## WORK INSTRUCTION
With the images left out, print every entry that follows exactly.

## INFORMATION
====================

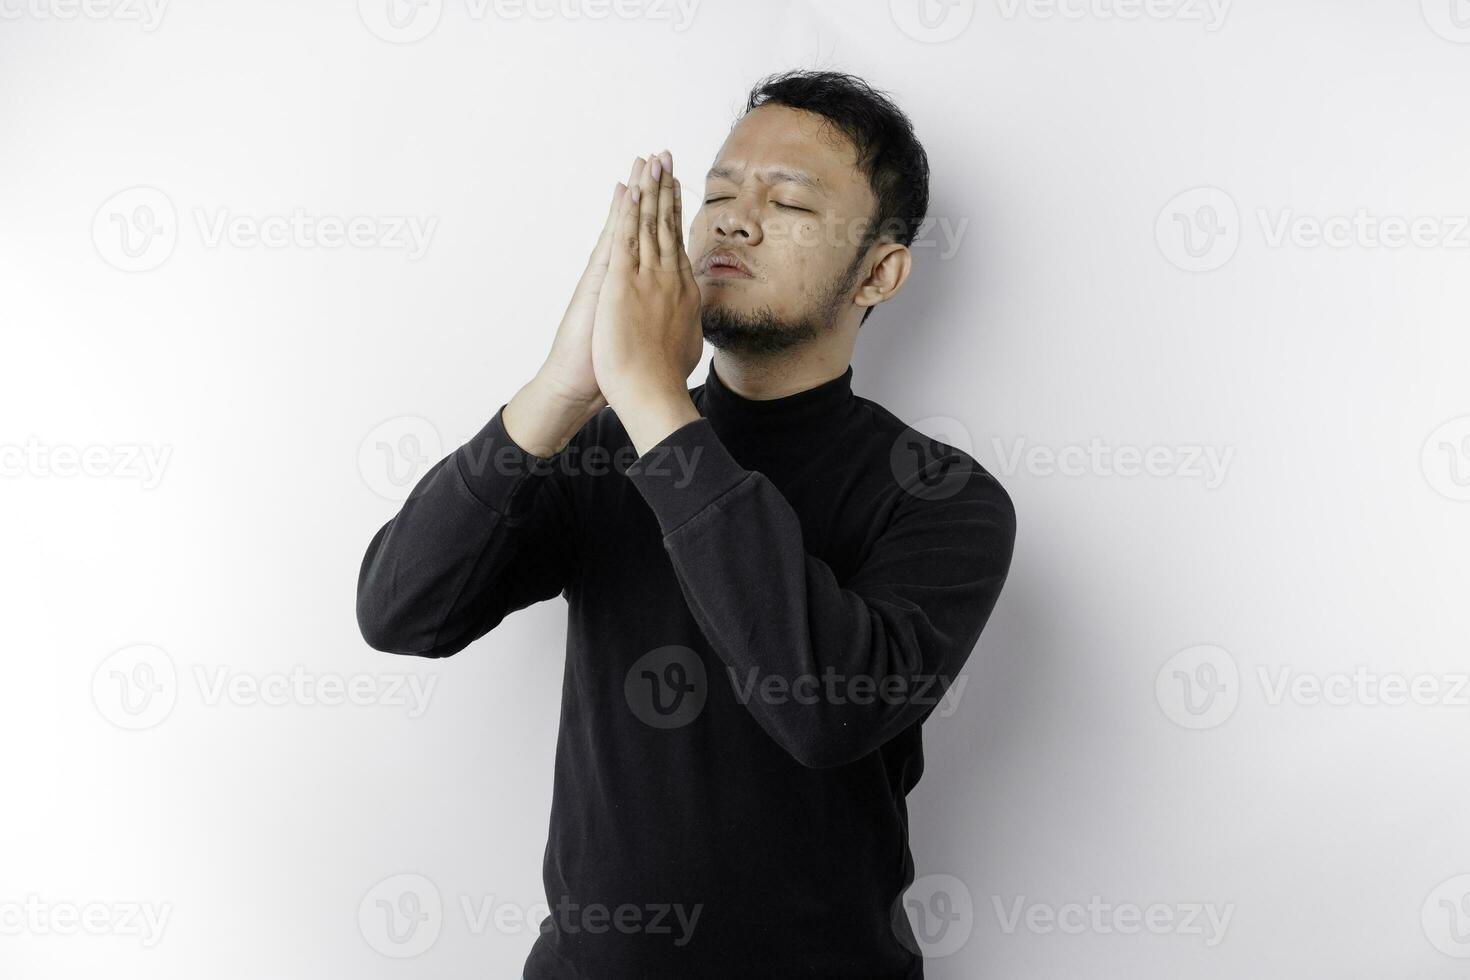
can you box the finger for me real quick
[586,181,625,272]
[611,157,645,274]
[656,150,677,271]
[672,177,693,276]
[637,149,660,273]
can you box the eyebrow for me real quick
[705,165,827,192]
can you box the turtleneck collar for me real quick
[696,359,856,434]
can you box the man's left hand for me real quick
[591,149,704,455]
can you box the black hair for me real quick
[741,70,930,325]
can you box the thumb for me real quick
[587,181,626,272]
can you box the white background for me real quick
[3,1,1469,977]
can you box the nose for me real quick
[710,196,763,246]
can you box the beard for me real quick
[699,304,827,356]
[699,249,866,356]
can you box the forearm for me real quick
[627,421,1014,768]
[612,382,701,457]
[503,372,605,459]
[357,406,576,657]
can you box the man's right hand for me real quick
[504,157,648,458]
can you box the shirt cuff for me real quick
[454,404,558,519]
[625,418,751,536]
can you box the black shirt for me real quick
[356,361,1016,978]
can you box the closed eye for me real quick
[703,196,811,213]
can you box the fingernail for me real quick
[661,149,672,172]
[651,157,662,181]
[631,185,641,203]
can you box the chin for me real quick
[700,296,744,316]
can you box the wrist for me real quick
[505,374,604,458]
[530,368,604,418]
[611,381,700,457]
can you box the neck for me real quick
[698,348,857,439]
[710,334,855,401]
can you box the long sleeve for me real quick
[626,417,1016,769]
[356,404,578,658]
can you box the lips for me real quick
[700,250,754,278]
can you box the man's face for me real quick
[687,104,878,355]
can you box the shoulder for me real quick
[857,395,1017,541]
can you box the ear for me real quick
[853,243,912,312]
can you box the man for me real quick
[357,70,1016,978]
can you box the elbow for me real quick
[788,740,868,770]
[355,535,455,658]
[356,591,451,659]
[356,597,411,655]
[779,726,874,770]
[788,745,857,770]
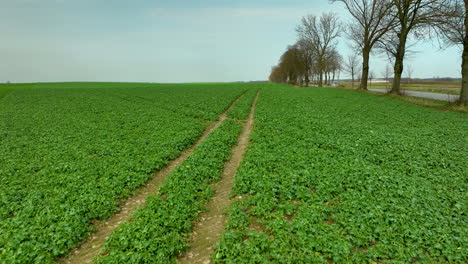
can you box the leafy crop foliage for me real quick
[0,83,258,263]
[214,85,467,263]
[95,119,242,263]
[227,87,260,120]
[0,85,13,101]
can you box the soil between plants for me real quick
[57,92,247,264]
[178,91,260,264]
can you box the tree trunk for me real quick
[391,31,408,95]
[319,72,323,87]
[460,1,468,105]
[360,47,370,90]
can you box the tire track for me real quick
[178,91,260,264]
[57,92,246,264]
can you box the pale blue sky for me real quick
[0,0,461,83]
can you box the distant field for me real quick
[0,83,466,263]
[342,81,461,95]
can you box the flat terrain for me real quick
[214,86,467,263]
[0,83,466,263]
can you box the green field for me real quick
[0,82,256,263]
[0,83,466,263]
[214,86,467,263]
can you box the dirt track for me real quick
[57,93,246,264]
[178,91,260,264]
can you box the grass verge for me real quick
[341,87,467,114]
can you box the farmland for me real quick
[214,86,467,263]
[0,83,255,263]
[0,83,467,263]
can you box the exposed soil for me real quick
[56,93,246,264]
[178,91,260,264]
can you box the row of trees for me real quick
[270,0,468,106]
[269,13,343,87]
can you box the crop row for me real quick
[214,86,467,263]
[0,83,255,263]
[227,88,260,120]
[95,119,243,263]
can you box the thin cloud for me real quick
[149,7,314,21]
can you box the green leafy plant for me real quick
[214,84,467,263]
[0,83,256,263]
[95,119,242,263]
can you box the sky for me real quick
[0,0,462,83]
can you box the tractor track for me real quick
[178,91,260,264]
[57,92,247,264]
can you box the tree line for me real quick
[269,0,468,106]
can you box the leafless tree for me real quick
[296,13,341,87]
[330,50,343,84]
[382,64,392,89]
[269,65,287,83]
[356,66,362,83]
[405,63,413,84]
[323,49,342,85]
[369,70,375,88]
[383,0,452,95]
[269,47,301,84]
[437,0,467,105]
[343,54,360,89]
[296,39,316,86]
[438,0,464,45]
[331,0,396,90]
[269,43,319,86]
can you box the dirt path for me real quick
[178,91,260,264]
[57,93,246,264]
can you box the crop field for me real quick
[0,82,256,263]
[0,83,466,263]
[214,87,467,263]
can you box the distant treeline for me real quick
[269,0,467,105]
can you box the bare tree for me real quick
[331,0,396,90]
[296,13,341,87]
[269,43,320,86]
[385,0,452,94]
[405,63,413,84]
[382,64,392,89]
[343,54,360,89]
[369,70,375,88]
[437,0,467,105]
[323,49,342,85]
[330,50,343,84]
[438,0,464,45]
[296,39,316,86]
[356,66,362,83]
[269,47,301,84]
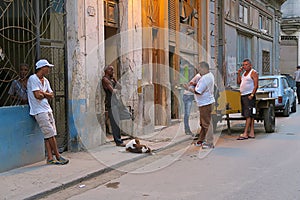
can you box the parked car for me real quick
[258,75,297,116]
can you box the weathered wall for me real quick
[224,25,238,86]
[280,42,298,74]
[118,0,143,136]
[224,0,283,85]
[256,38,273,74]
[66,0,106,151]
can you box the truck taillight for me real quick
[278,96,282,103]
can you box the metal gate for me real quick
[0,0,67,150]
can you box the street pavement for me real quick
[2,109,294,200]
[0,114,204,200]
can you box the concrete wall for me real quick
[280,43,298,75]
[66,0,106,151]
[256,38,273,74]
[118,0,143,136]
[0,106,44,173]
[224,25,238,87]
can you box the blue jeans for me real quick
[183,94,194,132]
[108,105,123,145]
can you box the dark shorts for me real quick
[241,94,256,118]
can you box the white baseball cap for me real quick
[35,59,54,69]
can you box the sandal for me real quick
[237,136,248,140]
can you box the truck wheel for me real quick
[264,104,275,133]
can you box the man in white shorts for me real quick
[27,59,69,165]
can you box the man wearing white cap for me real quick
[27,59,69,165]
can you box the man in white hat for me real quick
[27,59,69,165]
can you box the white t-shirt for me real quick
[294,70,300,82]
[195,72,215,107]
[27,74,53,115]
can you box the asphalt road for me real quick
[43,106,300,200]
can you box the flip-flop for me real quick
[237,136,248,140]
[248,136,255,139]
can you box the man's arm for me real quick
[251,71,259,97]
[189,74,200,86]
[113,77,122,90]
[102,77,119,93]
[236,67,243,84]
[33,90,45,100]
[42,91,54,99]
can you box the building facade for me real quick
[280,0,300,75]
[222,0,285,87]
[0,0,287,172]
[0,0,217,171]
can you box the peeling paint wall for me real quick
[119,0,145,135]
[66,0,106,151]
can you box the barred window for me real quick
[262,51,270,75]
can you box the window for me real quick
[180,0,197,26]
[266,18,272,34]
[259,78,278,88]
[237,34,252,66]
[104,0,119,28]
[258,14,272,35]
[262,51,270,75]
[282,78,289,89]
[259,15,263,30]
[239,3,249,24]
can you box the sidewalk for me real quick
[0,117,202,200]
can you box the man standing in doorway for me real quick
[236,58,258,140]
[27,59,69,165]
[294,66,300,104]
[102,65,126,147]
[188,61,215,149]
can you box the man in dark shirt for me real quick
[102,65,125,147]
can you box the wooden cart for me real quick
[212,88,275,133]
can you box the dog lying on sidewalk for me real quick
[125,138,152,153]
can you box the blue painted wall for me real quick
[68,99,87,152]
[0,106,44,173]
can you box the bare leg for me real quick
[241,117,251,137]
[48,137,60,159]
[248,118,255,137]
[45,139,54,161]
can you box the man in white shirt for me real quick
[188,61,215,149]
[294,66,300,104]
[27,59,69,165]
[236,58,258,140]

====================

## RESPONSE AREA
can you box the finger for me real quick
[586,181,625,272]
[611,157,645,274]
[656,150,677,271]
[672,177,693,276]
[637,149,660,273]
can you box the eyebrow for me real quick
[705,165,827,192]
can you box the turtleneck collar for me real quick
[696,359,856,434]
can you box the man's left hand for me real quick
[591,149,704,455]
can you box the black hair for me real quick
[741,70,930,325]
can you box the thumb for me real quick
[587,181,626,272]
can you box the white background for me real quick
[3,1,1469,977]
can you box the nose for me real quick
[710,196,763,246]
can you box the beard for me real quick
[699,304,827,356]
[699,249,866,356]
can you box the forearm for me real quick
[627,421,1014,768]
[612,382,701,457]
[503,372,605,459]
[357,406,576,657]
can you box the man's right hand for me real quick
[504,157,648,458]
can you box the shirt cuff for me real quick
[454,404,558,519]
[625,418,751,536]
can you box the black shirt for me real quick
[356,361,1016,978]
can you box the closed eye for me real quick
[703,196,811,213]
can you box the fingernail for me real quick
[661,149,672,172]
[651,157,662,181]
[631,185,641,203]
can you box the chin for me real quick
[700,296,744,316]
can you box the wrist for me real quick
[505,374,604,458]
[530,368,604,418]
[611,381,700,457]
can you box the neck for me real quick
[698,348,857,439]
[710,334,855,401]
can you box the long sleeve for me real quick
[626,417,1016,769]
[356,404,578,658]
can you box the lips for me real quick
[700,250,754,278]
can you box the man's face for me real quick
[687,104,878,355]
can you box the shoulder for me real quick
[857,395,1017,541]
can you box the ear for me real quick
[853,243,912,312]
can you box the man for me real quick
[357,70,1016,978]
can you box the elbow for me real quick
[788,740,868,770]
[355,535,455,658]
[356,591,451,659]
[356,597,411,655]
[779,726,874,770]
[788,745,857,770]
can you box the leafy crop foliage for me real quick
[0,83,258,263]
[214,85,467,263]
[95,119,242,263]
[227,87,260,120]
[0,85,13,101]
can you box the soil between plants for me real quick
[57,92,247,264]
[178,91,260,264]
can you box the tree trunk for me real quick
[391,31,408,95]
[319,72,323,87]
[460,1,468,105]
[360,47,370,90]
can you box the tire track for me real quick
[178,91,260,264]
[57,92,246,264]
can you box the pale blue sky for me real quick
[0,0,461,83]
can you box the distant field for me real quick
[0,83,466,263]
[342,81,461,95]
can you box the flat terrain for me real quick
[214,86,467,263]
[0,83,466,263]
can you box the green field for me real quick
[0,82,256,263]
[0,83,466,263]
[214,86,467,263]
can you box the dirt track for me real quick
[57,93,246,264]
[178,91,260,264]
can you box the grass verge for me real quick
[341,87,467,114]
can you box the farmland for me real quick
[214,86,467,263]
[0,83,255,263]
[0,83,467,263]
can you box the exposed soil for me real quick
[56,93,246,264]
[178,91,260,264]
can you box the row of trees for me real quick
[270,0,468,106]
[269,13,343,87]
can you box the crop row for me real quick
[214,86,467,263]
[0,83,255,263]
[227,88,260,120]
[95,119,243,263]
can you box the thin cloud for me real quick
[149,7,314,21]
can you box the green leafy plant for me real quick
[214,84,467,263]
[0,83,256,263]
[95,119,242,263]
can you box the sky for me real quick
[0,0,462,83]
can you box the tractor track for me real quick
[178,91,260,264]
[57,92,247,264]
can you box the tree line for me real quick
[269,0,468,106]
can you box the leafless tree for me real quick
[296,13,341,87]
[330,50,343,84]
[382,64,392,89]
[269,65,287,83]
[356,66,362,83]
[405,63,413,84]
[323,49,342,85]
[369,70,375,88]
[383,0,452,95]
[269,47,301,84]
[437,0,467,105]
[343,54,360,89]
[296,39,316,86]
[438,0,464,45]
[331,0,396,90]
[269,43,319,86]
can you box the dirt path for me real quick
[178,91,260,264]
[57,93,246,264]
can you box the crop field for me real quick
[0,82,256,263]
[0,83,466,263]
[214,87,467,263]
can you box the distant treeline for me real quick
[269,0,467,105]
can you box the bare tree for me real quick
[331,0,396,90]
[296,13,341,87]
[269,43,320,86]
[385,0,452,94]
[405,63,413,84]
[382,64,392,89]
[343,54,360,89]
[369,70,375,88]
[437,0,467,105]
[323,49,342,85]
[330,50,343,84]
[438,0,464,45]
[296,39,316,86]
[356,66,362,83]
[269,47,301,84]
can you box the parked car for me real quick
[258,75,297,116]
can you box the weathered wall for me real quick
[224,25,238,86]
[280,42,298,74]
[118,0,143,136]
[224,0,283,85]
[256,38,273,74]
[66,0,106,151]
can you box the truck taillight for me real quick
[278,96,282,103]
can you box the metal gate for me real quick
[0,0,67,150]
can you box the street pavement for me real quick
[2,109,294,200]
[0,114,204,200]
can you box the concrete wall for me real quick
[280,43,298,75]
[66,0,106,151]
[256,38,273,74]
[118,0,143,136]
[0,106,44,173]
[224,25,238,87]
can you box the blue jeans for me real quick
[183,94,194,132]
[108,105,123,145]
can you box the dark shorts for me real quick
[241,94,256,118]
can you box the white baseball cap for me real quick
[35,59,54,69]
can you box the sandal for me real quick
[237,136,248,140]
can you box the truck wheel for me real quick
[264,104,275,133]
can you box the man in white shorts for me real quick
[27,59,69,165]
can you box the man wearing white cap for me real quick
[27,59,69,165]
can you box the man in white hat for me real quick
[27,59,69,165]
can you box the white t-shirt for me real quick
[294,70,300,82]
[195,72,215,107]
[27,74,53,115]
can you box the asphalt road for me real quick
[43,106,300,200]
can you box the flip-flop for me real quick
[237,136,248,140]
[248,136,255,139]
can you box the man's arm for me real quick
[251,71,259,97]
[189,74,200,86]
[113,77,122,90]
[102,77,119,93]
[236,67,243,84]
[33,90,45,100]
[42,91,54,99]
can you box the building facade for me real quick
[280,0,300,75]
[222,0,285,87]
[0,0,287,172]
[0,0,217,171]
can you box the peeling paint wall for me real quick
[119,0,145,135]
[66,0,106,151]
can you box the barred window for me real quick
[262,51,270,75]
can you box the window for me real quick
[180,0,197,26]
[266,18,272,34]
[259,78,278,88]
[237,34,252,66]
[104,0,119,28]
[258,14,272,35]
[262,51,270,75]
[282,78,289,89]
[259,15,263,30]
[239,3,249,24]
can you box the sidewalk for me real quick
[0,117,202,200]
can you box the man standing in doorway for me real quick
[236,58,258,140]
[27,59,69,165]
[294,66,300,104]
[102,65,126,147]
[188,61,215,149]
can you box the man in dark shirt for me real quick
[102,65,125,147]
can you box the wooden cart for me real quick
[212,88,275,133]
can you box the dog lying on sidewalk for me real quick
[125,138,152,153]
can you box the blue painted wall for me real quick
[68,99,87,152]
[0,106,44,173]
can you box the bare leg for me real quick
[241,117,251,137]
[48,137,60,159]
[248,118,255,137]
[45,139,54,161]
can you box the man in white shirt for me real quick
[188,61,215,149]
[294,66,300,104]
[27,59,69,165]
[236,58,258,140]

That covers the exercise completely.